*** Opening Exercise input ***

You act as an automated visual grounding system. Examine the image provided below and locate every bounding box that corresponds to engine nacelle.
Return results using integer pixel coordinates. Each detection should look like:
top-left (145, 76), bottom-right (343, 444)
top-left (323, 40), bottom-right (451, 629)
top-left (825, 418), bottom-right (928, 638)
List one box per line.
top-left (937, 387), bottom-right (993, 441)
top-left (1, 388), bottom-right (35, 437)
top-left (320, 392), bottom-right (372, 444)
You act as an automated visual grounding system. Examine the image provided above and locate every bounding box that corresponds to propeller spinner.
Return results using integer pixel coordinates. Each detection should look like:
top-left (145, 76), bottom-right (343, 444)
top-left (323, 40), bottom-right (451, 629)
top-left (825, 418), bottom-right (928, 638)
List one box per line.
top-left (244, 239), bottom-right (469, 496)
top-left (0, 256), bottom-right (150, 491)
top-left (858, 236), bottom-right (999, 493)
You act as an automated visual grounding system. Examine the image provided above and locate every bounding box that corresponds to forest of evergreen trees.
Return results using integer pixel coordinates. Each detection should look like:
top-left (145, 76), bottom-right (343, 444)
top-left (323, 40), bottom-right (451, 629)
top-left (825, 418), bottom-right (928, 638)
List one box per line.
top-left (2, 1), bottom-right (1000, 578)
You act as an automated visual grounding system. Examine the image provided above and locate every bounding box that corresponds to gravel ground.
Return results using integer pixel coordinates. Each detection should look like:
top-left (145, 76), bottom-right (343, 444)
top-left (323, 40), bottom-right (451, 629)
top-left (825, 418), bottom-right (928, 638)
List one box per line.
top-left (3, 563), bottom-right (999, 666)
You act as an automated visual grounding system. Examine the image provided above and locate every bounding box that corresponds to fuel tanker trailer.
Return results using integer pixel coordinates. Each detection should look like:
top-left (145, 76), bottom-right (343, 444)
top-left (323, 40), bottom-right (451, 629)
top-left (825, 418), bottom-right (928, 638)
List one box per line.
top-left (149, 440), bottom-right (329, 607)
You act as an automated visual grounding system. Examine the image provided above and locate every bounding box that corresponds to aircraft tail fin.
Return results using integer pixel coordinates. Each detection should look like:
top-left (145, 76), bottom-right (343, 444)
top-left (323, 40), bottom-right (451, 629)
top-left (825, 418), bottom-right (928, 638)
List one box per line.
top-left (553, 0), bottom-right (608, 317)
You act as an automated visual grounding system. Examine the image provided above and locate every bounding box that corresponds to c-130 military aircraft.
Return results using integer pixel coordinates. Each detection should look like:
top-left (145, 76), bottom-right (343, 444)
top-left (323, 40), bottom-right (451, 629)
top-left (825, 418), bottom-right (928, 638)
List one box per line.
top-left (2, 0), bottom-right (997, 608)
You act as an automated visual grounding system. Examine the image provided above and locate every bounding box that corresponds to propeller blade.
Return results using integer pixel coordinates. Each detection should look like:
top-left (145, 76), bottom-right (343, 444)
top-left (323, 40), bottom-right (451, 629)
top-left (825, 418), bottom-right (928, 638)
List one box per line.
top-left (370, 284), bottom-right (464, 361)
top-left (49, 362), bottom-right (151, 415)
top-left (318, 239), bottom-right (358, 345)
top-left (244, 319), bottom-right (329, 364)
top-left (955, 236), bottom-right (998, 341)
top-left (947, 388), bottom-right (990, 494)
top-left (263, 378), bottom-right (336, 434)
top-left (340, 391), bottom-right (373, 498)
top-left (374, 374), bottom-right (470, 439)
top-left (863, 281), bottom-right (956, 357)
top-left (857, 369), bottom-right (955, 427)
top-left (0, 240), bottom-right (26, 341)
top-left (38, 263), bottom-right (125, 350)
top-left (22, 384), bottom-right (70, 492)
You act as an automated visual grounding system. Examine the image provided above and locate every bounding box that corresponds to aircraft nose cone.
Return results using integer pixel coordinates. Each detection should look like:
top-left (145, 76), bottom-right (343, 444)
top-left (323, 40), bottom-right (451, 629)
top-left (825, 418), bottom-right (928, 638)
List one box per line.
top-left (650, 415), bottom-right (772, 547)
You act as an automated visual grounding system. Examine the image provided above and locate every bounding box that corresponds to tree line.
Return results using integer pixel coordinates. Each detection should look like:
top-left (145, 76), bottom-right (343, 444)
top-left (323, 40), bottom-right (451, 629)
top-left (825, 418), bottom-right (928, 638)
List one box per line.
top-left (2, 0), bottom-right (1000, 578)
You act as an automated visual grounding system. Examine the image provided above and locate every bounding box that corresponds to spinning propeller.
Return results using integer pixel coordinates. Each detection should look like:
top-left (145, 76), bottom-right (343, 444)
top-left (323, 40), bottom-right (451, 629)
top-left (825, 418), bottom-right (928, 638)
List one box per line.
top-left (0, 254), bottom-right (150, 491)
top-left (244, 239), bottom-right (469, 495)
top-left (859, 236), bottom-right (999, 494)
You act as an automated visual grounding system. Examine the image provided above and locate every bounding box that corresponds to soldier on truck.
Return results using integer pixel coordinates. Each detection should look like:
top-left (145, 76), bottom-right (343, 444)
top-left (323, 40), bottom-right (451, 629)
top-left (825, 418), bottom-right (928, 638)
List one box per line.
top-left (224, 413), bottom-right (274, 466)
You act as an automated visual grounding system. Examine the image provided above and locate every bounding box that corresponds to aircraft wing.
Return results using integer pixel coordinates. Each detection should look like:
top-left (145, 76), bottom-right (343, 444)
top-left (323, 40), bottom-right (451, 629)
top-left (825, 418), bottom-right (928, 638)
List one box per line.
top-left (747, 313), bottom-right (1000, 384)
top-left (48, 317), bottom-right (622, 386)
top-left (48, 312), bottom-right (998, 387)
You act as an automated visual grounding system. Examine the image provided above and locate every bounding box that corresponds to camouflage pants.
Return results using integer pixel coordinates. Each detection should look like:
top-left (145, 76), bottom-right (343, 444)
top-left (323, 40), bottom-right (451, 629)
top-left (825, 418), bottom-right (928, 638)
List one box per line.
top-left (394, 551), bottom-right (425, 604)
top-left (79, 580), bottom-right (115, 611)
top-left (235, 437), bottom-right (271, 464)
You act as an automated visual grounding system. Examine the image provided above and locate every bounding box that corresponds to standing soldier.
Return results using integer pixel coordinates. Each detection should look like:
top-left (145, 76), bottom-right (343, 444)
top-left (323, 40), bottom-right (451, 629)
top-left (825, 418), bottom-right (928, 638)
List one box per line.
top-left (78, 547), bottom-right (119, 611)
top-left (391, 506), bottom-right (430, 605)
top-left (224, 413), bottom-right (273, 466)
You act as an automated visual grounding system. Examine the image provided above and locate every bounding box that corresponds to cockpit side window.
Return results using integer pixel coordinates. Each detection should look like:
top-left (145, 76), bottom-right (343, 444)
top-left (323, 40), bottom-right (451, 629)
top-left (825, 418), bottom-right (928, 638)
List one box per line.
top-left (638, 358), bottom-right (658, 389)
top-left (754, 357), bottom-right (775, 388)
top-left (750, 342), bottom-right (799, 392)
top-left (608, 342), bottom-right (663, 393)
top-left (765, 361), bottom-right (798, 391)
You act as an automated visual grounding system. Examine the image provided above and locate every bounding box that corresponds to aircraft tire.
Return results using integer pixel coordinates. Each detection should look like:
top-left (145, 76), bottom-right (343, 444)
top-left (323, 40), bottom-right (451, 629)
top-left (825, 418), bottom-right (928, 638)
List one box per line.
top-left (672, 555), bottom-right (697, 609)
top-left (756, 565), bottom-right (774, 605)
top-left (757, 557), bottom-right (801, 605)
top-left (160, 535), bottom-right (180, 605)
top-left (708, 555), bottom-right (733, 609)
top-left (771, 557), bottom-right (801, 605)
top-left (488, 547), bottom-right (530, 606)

*** Closing Exercise input ***

From the records above, show each line that contains the word "soldier".

You act as an automated visual grounding system. Examine the image provided above and locate every bounding box that corresponds to soldier on truck.
You act as an automated visual grounding system. Examine the image provided above and locate every bounding box that corresponds to standing soldier.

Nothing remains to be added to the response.